*Extrait du document*.
*Assassinat du roi Fo’o Ndong Ngouajeu Jean : Entre mythe et réalité*
Qui a tué le roi Fo’o Ndong Ngouajeu Jean ?
Cette question retentie encore dans les annales de l’histoire du groupement Bafou telle une page blanche en quête de contenu. En effet, chaque peuple est à la recherche permanente des vérités sur les faits marquants qui ont constitués les chapitres brulants de son histoire. Pour le peuple Bafou tout entier, il s’agit d’un droit de mémoire qui lui permettra de faire le véritable deuil de ce héros et martyr, puis de soigner la plaie encore béante d’un crime de lèse-majesté qui a plongé tout le village Bafou dans la tristesse et le désarroi. Si nous partons du fait que la chefferie est sacrée et que le roi est l’incarnation de cette institution symbole de l’identité et de l’autorité du village, l’assassinat d’un roi est perçu comme une attaque et une remise en cause de tout le village entant qu’entité, y compris ses symboles et ses hommes.

*Listing fourni*.
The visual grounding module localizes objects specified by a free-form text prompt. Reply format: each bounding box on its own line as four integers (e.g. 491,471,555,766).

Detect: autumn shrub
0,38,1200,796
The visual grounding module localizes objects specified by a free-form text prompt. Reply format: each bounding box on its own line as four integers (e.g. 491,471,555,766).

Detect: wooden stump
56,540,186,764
--
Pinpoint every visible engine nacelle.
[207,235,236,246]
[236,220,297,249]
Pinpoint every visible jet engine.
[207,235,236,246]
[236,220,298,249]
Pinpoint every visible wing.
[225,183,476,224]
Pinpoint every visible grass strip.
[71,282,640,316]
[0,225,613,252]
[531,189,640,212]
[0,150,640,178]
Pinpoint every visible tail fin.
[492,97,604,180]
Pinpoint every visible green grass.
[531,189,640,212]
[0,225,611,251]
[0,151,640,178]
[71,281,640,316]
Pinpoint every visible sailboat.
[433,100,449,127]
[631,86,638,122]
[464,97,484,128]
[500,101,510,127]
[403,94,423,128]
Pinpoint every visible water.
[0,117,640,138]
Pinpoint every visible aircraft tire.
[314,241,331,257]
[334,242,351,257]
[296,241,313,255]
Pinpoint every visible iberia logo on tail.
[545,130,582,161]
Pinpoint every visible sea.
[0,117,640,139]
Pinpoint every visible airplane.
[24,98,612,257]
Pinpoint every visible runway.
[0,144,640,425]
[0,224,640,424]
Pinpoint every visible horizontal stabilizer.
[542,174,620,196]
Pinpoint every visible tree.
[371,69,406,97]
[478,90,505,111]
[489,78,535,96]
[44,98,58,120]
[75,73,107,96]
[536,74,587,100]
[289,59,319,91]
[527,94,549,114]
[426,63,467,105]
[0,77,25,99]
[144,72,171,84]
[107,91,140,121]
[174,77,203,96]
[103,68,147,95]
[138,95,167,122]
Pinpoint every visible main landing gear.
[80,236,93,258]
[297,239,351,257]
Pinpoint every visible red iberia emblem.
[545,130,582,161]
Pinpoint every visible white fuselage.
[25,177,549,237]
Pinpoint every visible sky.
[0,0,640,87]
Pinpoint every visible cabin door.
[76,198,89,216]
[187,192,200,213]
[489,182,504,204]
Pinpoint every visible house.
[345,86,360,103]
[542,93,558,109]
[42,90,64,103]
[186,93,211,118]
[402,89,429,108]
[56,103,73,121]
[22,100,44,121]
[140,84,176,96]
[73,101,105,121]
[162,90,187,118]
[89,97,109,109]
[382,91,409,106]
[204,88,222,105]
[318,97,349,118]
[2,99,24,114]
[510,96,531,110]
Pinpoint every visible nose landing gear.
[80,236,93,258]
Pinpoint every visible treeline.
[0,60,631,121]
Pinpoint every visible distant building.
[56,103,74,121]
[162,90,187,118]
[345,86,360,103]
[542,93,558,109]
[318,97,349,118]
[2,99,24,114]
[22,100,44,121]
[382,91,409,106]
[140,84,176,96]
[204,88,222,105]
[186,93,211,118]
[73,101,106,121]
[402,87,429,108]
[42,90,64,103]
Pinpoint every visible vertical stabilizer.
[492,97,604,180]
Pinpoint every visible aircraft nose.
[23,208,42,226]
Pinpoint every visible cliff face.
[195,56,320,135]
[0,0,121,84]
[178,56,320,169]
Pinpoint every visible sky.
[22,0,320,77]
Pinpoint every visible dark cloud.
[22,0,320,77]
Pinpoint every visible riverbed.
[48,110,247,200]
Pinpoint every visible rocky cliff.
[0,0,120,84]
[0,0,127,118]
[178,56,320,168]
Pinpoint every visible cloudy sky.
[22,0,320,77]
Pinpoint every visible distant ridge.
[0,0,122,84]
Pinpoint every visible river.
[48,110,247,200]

*À faire*.
Recopiez intégralement l'extrait sur l'assassinat du roi Fo'o Ndong Ngouajeu Jean, sans y changer un seul mot ni signe. Appuyez-vous uniquement sur l'extrait, sans recourir au listing.

*Réponse complète*.
*Assassinat du roi Fo’o Ndong Ngouajeu Jean : Entre mythe et réalité*
Qui a tué le roi Fo’o Ndong Ngouajeu Jean ?
Cette question retentie encore dans les annales de l’histoire du groupement Bafou telle une page blanche en quête de contenu. En effet, chaque peuple est à la recherche permanente des vérités sur les faits marquants qui ont constitués les chapitres brulants de son histoire. Pour le peuple Bafou tout entier, il s’agit d’un droit de mémoire qui lui permettra de faire le véritable deuil de ce héros et martyr, puis de soigner la plaie encore béante d’un crime de lèse-majesté qui a plongé tout le village Bafou dans la tristesse et le désarroi. Si nous partons du fait que la chefferie est sacrée et que le roi est l’incarnation de cette institution symbole de l’identité et de l’autorité du village, l’assassinat d’un roi est perçu comme une attaque et une remise en cause de tout le village entant qu’entité, y compris ses symboles et ses hommes.